* [Instructions for the task]: Quote, without change, all of the lines that follow.

* [Entries supplied]:
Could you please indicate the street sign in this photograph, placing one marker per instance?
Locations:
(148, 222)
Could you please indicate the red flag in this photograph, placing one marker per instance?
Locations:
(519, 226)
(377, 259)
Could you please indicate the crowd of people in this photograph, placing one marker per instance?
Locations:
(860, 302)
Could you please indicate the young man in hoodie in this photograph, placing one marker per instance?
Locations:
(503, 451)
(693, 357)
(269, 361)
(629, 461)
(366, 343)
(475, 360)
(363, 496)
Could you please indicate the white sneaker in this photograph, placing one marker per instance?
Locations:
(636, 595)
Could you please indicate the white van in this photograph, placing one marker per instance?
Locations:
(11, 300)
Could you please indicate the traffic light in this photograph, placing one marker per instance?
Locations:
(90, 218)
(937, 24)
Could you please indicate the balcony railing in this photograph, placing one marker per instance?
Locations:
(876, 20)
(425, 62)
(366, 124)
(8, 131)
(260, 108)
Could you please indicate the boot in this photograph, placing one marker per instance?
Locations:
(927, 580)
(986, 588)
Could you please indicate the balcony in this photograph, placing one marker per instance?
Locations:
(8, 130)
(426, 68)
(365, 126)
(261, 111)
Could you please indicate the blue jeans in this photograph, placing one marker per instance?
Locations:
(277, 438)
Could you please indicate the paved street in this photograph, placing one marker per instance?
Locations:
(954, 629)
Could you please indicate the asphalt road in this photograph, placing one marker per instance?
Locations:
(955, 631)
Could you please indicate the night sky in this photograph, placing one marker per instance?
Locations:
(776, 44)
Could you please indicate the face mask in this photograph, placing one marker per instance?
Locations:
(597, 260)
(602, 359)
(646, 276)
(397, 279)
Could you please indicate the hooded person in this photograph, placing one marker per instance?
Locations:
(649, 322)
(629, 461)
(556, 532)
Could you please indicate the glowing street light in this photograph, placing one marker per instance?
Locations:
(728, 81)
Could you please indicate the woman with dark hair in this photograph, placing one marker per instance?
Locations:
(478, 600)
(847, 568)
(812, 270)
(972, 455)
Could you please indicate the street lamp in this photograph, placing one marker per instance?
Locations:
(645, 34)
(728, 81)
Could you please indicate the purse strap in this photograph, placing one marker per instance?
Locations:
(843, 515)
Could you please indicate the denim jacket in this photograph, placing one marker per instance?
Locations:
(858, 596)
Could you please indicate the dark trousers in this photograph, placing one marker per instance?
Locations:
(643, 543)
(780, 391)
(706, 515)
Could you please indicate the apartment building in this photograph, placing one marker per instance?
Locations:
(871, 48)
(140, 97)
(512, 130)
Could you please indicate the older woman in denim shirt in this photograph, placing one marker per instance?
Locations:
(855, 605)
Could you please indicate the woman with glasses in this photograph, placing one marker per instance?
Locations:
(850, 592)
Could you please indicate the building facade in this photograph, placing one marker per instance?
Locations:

* [Full answer]:
Could you please indicate the street sign in this photograph, placing one marker per instance?
Locations:
(148, 222)
Could you please indicate the red flag in this photograph, placing one marker per instance?
Locations:
(519, 226)
(377, 259)
Could you please indicate the crowd of people in this photograph, placing one marker per instance?
Locations:
(860, 302)
Could you please indicate the young man in hoodie in this photograph, placing one marker per instance?
Locations:
(503, 451)
(693, 357)
(269, 361)
(629, 461)
(366, 343)
(475, 360)
(363, 496)
Could you please indicate the white sneaker in this photograph, placing one marker per instance?
Locations:
(636, 595)
Could you please indicate the white van in this photograph, placing one marker per instance?
Locations:
(11, 300)
Could you please indicate the traffic light in this photograph, placing one marker per instance?
Locations:
(90, 218)
(937, 24)
Could you please indicate the balcony railing in this photograph, placing one marker per instance?
Locations:
(876, 20)
(425, 62)
(366, 124)
(8, 131)
(260, 108)
Could you please indicate the boot in this photograph, placing one marker per instance?
Locations:
(927, 580)
(986, 588)
Could you please indicate the balcony in this photograph, placing one marker per instance?
Locations:
(8, 130)
(426, 68)
(365, 126)
(261, 111)
Could you please indicate the blue jeans in this photograph, placing one marker per instance?
Locations:
(277, 438)
Could you please indicate the paved street in this photograph, placing one marker per instance?
Locations:
(954, 629)
Could you please indicate the asphalt road in this photograph, placing one marker per instance?
Locations:
(955, 631)
Could you please indicate the night sky in this photograph, placing one marker per instance?
Locations:
(776, 44)
Could you please indicate the face mask in this photograph, placing one marker per instance?
Locations:
(597, 260)
(602, 359)
(646, 276)
(397, 279)
Could you please indicate the hooded person in this photograph, placing one marker per instance?
Locations:
(649, 322)
(629, 461)
(556, 532)
Could you please indicate the glowing street light in this photograph, placing one marker per instance?
Locations:
(728, 81)
Could you please indicate the woman with dark hair in this photograph, placing one marker per instance?
Locations:
(478, 600)
(847, 568)
(812, 270)
(972, 455)
Could you please indicate the street lamp in this photograph, placing one marker per instance?
Locations:
(645, 34)
(728, 81)
Could you please indicate the purse strap in this photograph, placing one marker per instance?
Locations:
(843, 515)
Could you please indicate the denim jacket in this photograph, placing one marker per instance?
Locations:
(858, 596)
Could you please indicate the dark trousers in this photograph, placing one marker per instance?
Locations:
(643, 543)
(780, 391)
(706, 515)
Could you please indicate the apartment building in this photograph, placing one marker per instance?
Locations:
(871, 48)
(140, 97)
(512, 130)
Could you please indicate the older woman in denim shirt in this photograph, placing one marker per instance?
Locations:
(855, 605)
Could you please indicate the woman with glasses in this photograph, placing one marker per instance?
Locations:
(850, 592)
Could you please indicate the building facade in this photograph, placing one marker per instance?
Locations:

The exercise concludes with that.